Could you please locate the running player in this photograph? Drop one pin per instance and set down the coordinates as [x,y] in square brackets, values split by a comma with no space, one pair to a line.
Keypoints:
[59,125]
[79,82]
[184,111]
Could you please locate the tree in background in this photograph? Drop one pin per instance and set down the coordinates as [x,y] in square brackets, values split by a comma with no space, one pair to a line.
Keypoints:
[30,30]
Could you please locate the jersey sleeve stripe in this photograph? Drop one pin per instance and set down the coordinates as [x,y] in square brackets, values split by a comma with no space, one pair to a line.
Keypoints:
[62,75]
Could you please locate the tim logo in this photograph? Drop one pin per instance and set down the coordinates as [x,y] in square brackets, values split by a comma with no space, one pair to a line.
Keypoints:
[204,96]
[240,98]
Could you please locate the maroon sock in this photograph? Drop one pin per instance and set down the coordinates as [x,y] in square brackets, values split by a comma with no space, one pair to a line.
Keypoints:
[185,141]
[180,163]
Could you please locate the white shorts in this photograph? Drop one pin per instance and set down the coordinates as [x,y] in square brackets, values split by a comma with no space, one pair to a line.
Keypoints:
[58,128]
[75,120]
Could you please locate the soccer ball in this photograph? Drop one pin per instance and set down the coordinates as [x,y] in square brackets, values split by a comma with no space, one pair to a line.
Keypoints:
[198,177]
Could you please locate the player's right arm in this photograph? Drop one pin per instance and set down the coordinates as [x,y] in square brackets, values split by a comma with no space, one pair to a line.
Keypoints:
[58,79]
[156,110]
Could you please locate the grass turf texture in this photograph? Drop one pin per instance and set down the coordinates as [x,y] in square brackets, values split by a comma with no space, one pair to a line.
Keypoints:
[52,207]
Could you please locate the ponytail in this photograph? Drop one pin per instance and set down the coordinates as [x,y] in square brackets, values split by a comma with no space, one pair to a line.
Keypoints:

:: PROBLEM DESCRIPTION ::
Scan the entries for the word "player". Report each line that has it.

:: TASK RESULT ::
Could you please locate the running player in this photograph? Drop one pin per instance and set down the coordinates as [x,y] in square brackets, values split by a comma with no space, one pair to a line.
Could you please locate the player's right arm in this photograph? Drop one pin per instance and set down the coordinates as [x,y] in square brackets, values split by a comma with no space, one pair to a line.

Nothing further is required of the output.